## WORK ORDER:
Set down, word for word, every line of the listing below, starting with the one that contains "In the picture above, where can the statue's earring" and ending with the final line. Include nothing else.
▼
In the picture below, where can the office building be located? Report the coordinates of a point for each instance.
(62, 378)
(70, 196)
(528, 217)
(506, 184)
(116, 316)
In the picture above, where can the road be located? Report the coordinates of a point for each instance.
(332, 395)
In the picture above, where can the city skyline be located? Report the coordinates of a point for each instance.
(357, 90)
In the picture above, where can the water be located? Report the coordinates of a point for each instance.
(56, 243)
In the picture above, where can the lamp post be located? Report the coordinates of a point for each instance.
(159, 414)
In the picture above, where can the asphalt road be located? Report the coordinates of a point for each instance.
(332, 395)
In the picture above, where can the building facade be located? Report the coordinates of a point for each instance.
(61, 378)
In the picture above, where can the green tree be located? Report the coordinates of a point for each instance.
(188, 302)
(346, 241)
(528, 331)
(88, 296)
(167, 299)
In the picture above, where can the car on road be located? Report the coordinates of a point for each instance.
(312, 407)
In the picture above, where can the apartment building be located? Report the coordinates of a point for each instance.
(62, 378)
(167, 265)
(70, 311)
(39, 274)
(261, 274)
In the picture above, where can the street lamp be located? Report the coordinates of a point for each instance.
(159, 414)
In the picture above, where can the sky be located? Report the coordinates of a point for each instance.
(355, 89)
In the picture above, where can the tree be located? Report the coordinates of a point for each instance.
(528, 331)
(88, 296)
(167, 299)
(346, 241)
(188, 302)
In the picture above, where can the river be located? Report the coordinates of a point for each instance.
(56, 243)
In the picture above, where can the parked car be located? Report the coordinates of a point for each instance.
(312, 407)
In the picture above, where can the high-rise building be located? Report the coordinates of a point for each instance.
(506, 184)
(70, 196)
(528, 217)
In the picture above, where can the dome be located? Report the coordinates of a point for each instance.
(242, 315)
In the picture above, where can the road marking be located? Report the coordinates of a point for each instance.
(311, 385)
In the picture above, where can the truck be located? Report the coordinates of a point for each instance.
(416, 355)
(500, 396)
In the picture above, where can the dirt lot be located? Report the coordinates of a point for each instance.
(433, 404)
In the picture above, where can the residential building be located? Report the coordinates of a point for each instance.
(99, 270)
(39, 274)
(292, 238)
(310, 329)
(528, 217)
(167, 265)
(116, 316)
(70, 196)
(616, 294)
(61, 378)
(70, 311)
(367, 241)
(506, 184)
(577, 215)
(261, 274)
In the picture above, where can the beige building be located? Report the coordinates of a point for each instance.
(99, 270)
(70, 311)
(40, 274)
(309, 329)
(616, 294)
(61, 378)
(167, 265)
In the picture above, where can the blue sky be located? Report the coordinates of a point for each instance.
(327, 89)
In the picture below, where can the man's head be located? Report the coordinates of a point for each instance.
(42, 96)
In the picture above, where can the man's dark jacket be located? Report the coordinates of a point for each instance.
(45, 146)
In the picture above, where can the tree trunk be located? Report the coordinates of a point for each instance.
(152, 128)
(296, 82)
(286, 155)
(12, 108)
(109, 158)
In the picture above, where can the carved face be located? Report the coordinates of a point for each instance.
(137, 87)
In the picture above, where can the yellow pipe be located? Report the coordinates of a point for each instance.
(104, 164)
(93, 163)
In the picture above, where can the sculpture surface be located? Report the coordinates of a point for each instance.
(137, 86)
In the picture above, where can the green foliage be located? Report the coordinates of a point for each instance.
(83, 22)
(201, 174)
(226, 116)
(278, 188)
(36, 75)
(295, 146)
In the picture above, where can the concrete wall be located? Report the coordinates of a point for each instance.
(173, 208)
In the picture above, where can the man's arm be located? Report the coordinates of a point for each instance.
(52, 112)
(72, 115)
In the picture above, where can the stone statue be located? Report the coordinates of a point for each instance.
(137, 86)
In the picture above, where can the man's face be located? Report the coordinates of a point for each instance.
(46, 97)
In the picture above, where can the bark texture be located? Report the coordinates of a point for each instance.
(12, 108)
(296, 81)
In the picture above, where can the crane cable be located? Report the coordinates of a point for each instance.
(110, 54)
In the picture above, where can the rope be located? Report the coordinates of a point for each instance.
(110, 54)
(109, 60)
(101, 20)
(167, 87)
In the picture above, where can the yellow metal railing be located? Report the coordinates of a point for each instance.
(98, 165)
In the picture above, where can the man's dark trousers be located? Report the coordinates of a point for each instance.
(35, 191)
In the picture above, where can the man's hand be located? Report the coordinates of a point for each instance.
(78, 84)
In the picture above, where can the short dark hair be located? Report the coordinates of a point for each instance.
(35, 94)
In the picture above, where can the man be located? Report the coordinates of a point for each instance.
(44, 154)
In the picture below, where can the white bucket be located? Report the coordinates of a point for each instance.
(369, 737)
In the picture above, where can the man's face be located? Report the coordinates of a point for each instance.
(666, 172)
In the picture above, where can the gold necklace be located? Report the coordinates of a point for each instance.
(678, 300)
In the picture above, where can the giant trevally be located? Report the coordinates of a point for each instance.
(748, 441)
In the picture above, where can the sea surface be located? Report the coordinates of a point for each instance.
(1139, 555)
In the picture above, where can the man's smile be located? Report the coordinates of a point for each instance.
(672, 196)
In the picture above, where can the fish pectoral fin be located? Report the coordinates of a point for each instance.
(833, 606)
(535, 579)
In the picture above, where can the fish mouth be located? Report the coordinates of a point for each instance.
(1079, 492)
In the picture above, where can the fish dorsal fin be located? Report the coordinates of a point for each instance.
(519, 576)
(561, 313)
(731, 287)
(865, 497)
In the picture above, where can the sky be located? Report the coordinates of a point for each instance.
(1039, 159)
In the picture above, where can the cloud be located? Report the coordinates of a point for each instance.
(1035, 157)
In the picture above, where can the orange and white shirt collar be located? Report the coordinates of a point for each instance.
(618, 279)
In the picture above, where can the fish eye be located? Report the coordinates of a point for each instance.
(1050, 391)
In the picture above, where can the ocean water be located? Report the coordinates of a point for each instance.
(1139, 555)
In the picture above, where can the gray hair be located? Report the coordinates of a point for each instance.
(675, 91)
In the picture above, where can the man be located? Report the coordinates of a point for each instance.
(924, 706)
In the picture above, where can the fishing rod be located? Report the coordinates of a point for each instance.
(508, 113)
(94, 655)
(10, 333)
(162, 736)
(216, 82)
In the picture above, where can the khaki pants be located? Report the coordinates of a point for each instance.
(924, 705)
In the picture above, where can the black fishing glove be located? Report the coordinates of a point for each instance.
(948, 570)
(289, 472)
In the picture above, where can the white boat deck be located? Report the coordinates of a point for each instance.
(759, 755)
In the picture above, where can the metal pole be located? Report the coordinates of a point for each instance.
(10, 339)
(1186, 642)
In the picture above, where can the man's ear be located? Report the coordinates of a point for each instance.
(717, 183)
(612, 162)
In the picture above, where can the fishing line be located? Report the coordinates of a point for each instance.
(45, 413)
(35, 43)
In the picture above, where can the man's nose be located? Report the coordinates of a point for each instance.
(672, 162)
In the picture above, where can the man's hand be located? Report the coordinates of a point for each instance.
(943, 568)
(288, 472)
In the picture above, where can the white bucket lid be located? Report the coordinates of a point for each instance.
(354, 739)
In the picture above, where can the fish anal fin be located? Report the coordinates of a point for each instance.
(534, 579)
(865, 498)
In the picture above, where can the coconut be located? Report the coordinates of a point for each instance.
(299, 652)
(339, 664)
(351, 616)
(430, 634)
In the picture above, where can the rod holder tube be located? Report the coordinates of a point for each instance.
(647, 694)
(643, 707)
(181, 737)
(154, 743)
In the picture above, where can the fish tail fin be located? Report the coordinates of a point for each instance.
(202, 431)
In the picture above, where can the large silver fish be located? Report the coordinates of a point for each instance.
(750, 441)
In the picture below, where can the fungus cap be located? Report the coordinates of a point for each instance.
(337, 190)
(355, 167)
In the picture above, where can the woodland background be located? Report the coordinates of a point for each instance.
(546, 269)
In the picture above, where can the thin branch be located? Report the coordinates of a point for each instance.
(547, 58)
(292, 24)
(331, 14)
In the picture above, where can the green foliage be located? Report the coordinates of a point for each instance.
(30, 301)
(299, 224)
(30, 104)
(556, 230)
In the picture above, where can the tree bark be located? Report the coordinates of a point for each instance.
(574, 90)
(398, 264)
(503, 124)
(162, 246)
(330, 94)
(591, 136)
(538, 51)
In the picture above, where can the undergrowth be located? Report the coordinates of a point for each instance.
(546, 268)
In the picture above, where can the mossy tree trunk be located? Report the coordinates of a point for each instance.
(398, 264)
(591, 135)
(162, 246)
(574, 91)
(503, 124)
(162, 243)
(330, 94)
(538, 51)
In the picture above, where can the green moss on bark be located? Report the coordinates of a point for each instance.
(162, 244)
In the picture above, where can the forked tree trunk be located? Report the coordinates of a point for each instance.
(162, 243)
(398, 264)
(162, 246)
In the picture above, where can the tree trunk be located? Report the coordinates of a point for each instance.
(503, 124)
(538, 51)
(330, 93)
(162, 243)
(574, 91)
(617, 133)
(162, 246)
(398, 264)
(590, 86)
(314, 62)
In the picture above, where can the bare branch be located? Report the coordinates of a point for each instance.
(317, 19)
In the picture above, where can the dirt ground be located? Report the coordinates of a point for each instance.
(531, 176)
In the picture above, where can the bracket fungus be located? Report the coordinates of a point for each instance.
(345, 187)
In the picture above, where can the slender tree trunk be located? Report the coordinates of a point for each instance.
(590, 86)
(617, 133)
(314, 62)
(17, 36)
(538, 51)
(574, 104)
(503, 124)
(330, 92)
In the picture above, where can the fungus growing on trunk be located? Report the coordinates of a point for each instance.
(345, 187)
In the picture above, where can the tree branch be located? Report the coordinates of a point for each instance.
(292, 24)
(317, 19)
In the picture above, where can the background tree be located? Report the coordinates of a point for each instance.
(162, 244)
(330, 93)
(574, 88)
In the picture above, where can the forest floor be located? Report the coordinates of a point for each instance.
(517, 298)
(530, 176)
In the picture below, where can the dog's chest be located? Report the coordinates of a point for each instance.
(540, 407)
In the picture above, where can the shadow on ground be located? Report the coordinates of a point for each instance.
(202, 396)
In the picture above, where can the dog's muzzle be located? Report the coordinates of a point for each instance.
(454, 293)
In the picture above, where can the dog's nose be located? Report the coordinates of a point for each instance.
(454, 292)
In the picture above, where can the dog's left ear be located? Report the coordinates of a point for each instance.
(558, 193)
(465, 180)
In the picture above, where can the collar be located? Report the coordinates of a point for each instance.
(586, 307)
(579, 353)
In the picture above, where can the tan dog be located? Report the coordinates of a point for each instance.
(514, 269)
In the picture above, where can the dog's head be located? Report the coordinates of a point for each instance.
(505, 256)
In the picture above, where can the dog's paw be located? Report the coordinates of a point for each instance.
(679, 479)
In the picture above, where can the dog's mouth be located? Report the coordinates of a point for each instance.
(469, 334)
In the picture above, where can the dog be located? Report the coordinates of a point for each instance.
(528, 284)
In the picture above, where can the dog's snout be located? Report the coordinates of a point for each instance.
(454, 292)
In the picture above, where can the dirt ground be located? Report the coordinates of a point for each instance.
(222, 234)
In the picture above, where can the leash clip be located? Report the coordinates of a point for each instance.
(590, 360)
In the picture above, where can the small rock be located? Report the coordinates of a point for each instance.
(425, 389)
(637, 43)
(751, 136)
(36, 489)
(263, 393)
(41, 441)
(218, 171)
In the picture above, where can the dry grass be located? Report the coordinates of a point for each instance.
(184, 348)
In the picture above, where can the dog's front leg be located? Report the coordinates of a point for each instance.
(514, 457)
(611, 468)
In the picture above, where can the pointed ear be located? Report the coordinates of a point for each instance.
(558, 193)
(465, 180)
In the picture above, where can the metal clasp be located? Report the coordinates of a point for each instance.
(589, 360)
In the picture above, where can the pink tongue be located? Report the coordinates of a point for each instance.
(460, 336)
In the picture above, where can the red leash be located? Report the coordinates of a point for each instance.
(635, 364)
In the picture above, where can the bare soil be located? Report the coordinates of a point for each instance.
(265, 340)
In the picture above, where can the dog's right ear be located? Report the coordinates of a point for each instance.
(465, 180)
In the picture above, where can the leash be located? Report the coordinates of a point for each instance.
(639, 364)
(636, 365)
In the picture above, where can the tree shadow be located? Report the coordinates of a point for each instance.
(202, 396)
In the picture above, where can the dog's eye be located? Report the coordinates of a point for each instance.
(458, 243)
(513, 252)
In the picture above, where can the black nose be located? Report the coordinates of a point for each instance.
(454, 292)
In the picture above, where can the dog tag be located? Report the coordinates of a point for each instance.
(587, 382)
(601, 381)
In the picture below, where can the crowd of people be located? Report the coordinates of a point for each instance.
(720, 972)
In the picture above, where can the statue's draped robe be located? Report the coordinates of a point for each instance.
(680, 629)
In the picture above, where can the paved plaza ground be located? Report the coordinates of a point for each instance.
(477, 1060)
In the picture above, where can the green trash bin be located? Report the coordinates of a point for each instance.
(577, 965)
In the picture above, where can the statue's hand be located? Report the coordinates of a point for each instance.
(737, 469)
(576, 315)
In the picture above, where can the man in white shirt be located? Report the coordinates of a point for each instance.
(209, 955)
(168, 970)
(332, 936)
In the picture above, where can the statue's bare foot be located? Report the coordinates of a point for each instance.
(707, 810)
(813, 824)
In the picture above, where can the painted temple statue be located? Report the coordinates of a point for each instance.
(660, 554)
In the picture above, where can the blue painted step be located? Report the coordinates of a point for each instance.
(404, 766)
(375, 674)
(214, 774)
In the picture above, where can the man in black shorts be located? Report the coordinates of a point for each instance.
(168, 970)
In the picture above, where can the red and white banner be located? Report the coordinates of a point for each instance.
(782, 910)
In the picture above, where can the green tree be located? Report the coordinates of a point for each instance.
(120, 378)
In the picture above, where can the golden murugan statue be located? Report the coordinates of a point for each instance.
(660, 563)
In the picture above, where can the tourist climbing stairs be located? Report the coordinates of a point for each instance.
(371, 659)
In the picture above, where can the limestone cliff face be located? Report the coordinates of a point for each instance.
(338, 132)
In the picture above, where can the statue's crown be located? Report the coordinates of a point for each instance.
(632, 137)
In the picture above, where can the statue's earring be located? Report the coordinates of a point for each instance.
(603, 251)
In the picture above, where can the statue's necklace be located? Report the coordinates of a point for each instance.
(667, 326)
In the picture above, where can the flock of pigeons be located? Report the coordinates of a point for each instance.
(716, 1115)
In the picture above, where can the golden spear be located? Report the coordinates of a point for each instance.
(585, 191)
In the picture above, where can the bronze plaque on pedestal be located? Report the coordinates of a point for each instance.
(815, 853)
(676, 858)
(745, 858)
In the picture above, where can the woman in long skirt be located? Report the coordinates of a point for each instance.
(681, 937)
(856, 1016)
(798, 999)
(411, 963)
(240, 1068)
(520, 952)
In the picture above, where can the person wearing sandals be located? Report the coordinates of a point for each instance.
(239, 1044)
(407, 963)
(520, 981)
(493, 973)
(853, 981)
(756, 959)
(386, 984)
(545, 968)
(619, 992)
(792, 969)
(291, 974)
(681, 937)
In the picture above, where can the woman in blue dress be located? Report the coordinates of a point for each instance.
▲
## ANSWER SECTION:
In the picture above, where can the statue's earring be located? Report the coordinates of a point for each instance.
(603, 251)
In the picture above, where can the statue's necklace be located? Report the coordinates of a point for each instance.
(667, 326)
In the picture above, where can the flock of pigeons be located? Report the coordinates of a point for each instance.
(716, 1115)
In the picture above, where can the golden spear be located? Report the coordinates of a point for each instance.
(585, 191)
In the picture above, where can the bronze plaque on pedestal be located? Report the coordinates of a point for each instance.
(815, 853)
(676, 858)
(745, 858)
In the picture above, where can the woman in long skirt be located? Report the coordinates of a point for each instance.
(681, 937)
(856, 1016)
(798, 999)
(411, 963)
(240, 1068)
(520, 952)
In the picture above, where can the person wearing sandals be located? Report the coordinates of a point for each instance.
(239, 1044)
(407, 963)
(520, 981)
(493, 973)
(853, 981)
(756, 959)
(386, 984)
(545, 968)
(619, 992)
(792, 969)
(291, 974)
(681, 937)
In the picture above, where can the woman in blue dress be located? Report the coordinates of a point for each instance.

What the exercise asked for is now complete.